● **What you need to do**:
The entries are to be given back verbatim; no picture is to be copied.

● **Point-per-instance localization data**:

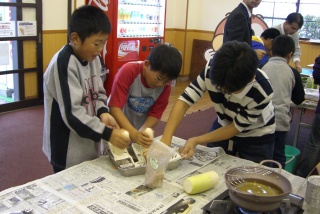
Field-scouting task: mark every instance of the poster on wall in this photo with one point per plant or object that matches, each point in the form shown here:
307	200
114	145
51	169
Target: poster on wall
27	28
7	29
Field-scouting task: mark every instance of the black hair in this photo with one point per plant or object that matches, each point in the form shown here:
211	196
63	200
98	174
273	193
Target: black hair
233	66
270	33
166	60
295	17
282	46
87	20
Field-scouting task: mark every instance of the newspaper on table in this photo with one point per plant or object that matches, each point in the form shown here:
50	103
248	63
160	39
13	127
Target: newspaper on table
98	187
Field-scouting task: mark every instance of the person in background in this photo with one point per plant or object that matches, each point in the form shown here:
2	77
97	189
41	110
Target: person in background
264	43
140	91
290	27
242	98
287	87
311	151
75	115
238	24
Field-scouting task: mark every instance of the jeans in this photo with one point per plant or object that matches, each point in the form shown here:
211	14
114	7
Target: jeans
255	151
279	147
310	153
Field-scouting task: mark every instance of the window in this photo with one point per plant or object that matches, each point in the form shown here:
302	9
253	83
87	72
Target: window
276	11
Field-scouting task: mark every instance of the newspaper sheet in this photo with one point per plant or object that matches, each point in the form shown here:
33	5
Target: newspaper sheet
98	187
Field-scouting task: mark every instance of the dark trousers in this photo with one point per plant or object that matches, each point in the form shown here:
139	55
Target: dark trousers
254	151
279	147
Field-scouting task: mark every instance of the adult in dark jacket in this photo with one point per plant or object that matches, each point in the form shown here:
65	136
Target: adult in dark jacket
311	151
238	25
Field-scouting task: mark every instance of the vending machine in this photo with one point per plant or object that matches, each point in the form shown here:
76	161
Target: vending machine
137	27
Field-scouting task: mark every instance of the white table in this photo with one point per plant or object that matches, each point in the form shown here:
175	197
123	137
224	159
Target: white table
97	187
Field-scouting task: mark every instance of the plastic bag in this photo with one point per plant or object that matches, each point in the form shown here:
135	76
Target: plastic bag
158	158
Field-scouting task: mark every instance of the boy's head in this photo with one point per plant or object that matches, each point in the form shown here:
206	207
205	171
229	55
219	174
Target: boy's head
88	20
88	31
293	23
283	46
268	36
233	66
162	65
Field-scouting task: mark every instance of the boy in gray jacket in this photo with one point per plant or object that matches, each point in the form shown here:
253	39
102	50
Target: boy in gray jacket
75	115
287	86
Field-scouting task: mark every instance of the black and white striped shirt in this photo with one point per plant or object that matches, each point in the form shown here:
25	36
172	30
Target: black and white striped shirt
251	110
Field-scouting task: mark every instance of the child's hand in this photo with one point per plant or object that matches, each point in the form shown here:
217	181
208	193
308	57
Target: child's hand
187	151
119	138
144	138
109	121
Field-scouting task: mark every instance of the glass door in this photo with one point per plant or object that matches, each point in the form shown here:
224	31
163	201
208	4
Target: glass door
20	54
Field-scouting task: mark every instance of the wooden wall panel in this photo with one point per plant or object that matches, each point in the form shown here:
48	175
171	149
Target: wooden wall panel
179	38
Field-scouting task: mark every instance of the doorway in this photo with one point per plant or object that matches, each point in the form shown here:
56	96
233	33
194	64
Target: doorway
20	54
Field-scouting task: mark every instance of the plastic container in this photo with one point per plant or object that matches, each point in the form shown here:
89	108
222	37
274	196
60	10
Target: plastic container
291	158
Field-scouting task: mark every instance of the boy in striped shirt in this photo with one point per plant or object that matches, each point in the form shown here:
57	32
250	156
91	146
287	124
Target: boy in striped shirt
242	98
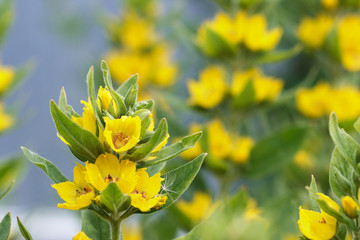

● **Task response**:
Field-scouting task: mark every instance of the poster on wall in this photo with one point per plant or object that matches, each point in the form shown here:
307	200
114	145
51	169
Target: poster on wall
27	28
7	29
Field-scouting task: mark every instance of the black hair in this photo with one point per plant or object that matches, each point in the form shown here:
211	196
63	200
98	174
273	193
Target: black hair
233	66
270	33
166	60
295	17
282	46
87	20
Field-scouting task: mark every instance of the newspaper on table in this photo with one point per plant or object that matches, each point in the form shown here:
50	103
248	63
160	39
13	127
Target: newspaper on table
98	187
Field-scouting task: mark every instance of the person in background in this photo with one point per plant or object that matches, each point in the form shown here:
2	77
97	189
41	110
Target: person in background
264	43
140	91
290	27
242	98
287	87
311	151
75	115
238	24
Field-scouting task: mark every instance of the jeans in this photo with one point per plant or object that matches, each point in the form shown here:
211	14
114	7
Target: jeans
255	151
279	147
310	153
Field-scouting task: mark every instance of the window in this photo with one point per plant or object that matches, each point in the form shown here:
302	9
253	83
87	72
Target: window
276	11
Field-scouting task: mark every instance of the newspaper sheet in this photo with one point per plant or object that matches, each point in the form shown here:
33	5
Target: newspaper sheet
98	187
Field-scouting task: mark every instance of the dark trousers in this photo with one point per plant or object that matches, each point in the form shown here:
139	55
Target: dark trousers
254	151
279	147
Field-scouting task: mark every instance of the adult in dark jacket in this photo with one point per plant or object that matches, each point in the form shown here:
65	136
Target: adult in dark jacket
311	151
238	25
Field-scouting task: mark every instance of the vending machine in this photo with one point per plant or object that matches, each point in the form shown here:
76	161
Target: vending machine
137	27
Field-scouting task: mark every instance of the white table in this photo with one point per plant or object that matches, each point in the form shown here:
175	197
123	137
224	159
Target: white table
97	187
Field-scouting task: mark every instance of the plastic bag in this photo with one point per plant or object that matches, each point in the form shown here:
135	76
Target: plastic bag
158	158
Field-scouting task: mark every instance of the boy's head in this photo with one point per plant or object that matches, each point in the form shown here:
206	207
205	171
229	55
219	174
Target: boy's head
88	20
88	31
293	23
283	46
268	36
233	66
162	65
Field-scouting task: mark every instance of the boy in gray jacket in this photo with one point per plant or object that matches, each point in the form shown here:
253	39
102	50
Target: boy in gray jacket
75	115
287	86
Field-scouting task: mark every instance of the black and white striped shirt in this photo with one point per plant or object that matches, each point in the form shown here:
25	36
172	30
Target: black and white striped shirt
251	110
Field-scouting task: mark every instance of the child's hand in this photo with one point per plant or object that matches, each point in the form shown here:
217	181
208	193
308	57
Target: child's hand
187	151
119	138
144	138
109	121
Field-scouting task: mark every instance of the glass door in this photo with one point per plant or object that matches, each point in the form shown here:
224	31
163	201
208	4
Target: glass door
20	54
Field-scouting task: mark every instance of the wooden wall panel in this photo with one point per plant or object that matches, each point in the form shown here:
48	175
171	149
Target: wooden wall panel
179	38
Field-scouting task: mark every instance of the doorway in this photo with one point per plant or object that matches, each point in the form shown here:
56	96
233	33
194	64
Target: doorway
20	54
Field-scouting task: mark every instance of the plastic container in this photo with one point per plant or object that matches, each point in the form shown here:
89	108
222	37
274	196
60	10
Target: plastic container
291	158
Field-scouting task: mark every instance of the boy in striped shirt in this photo with one point per plant or object that matches, each point in the form shown here:
57	32
250	156
91	146
287	124
Target: boy in striped shirt
242	98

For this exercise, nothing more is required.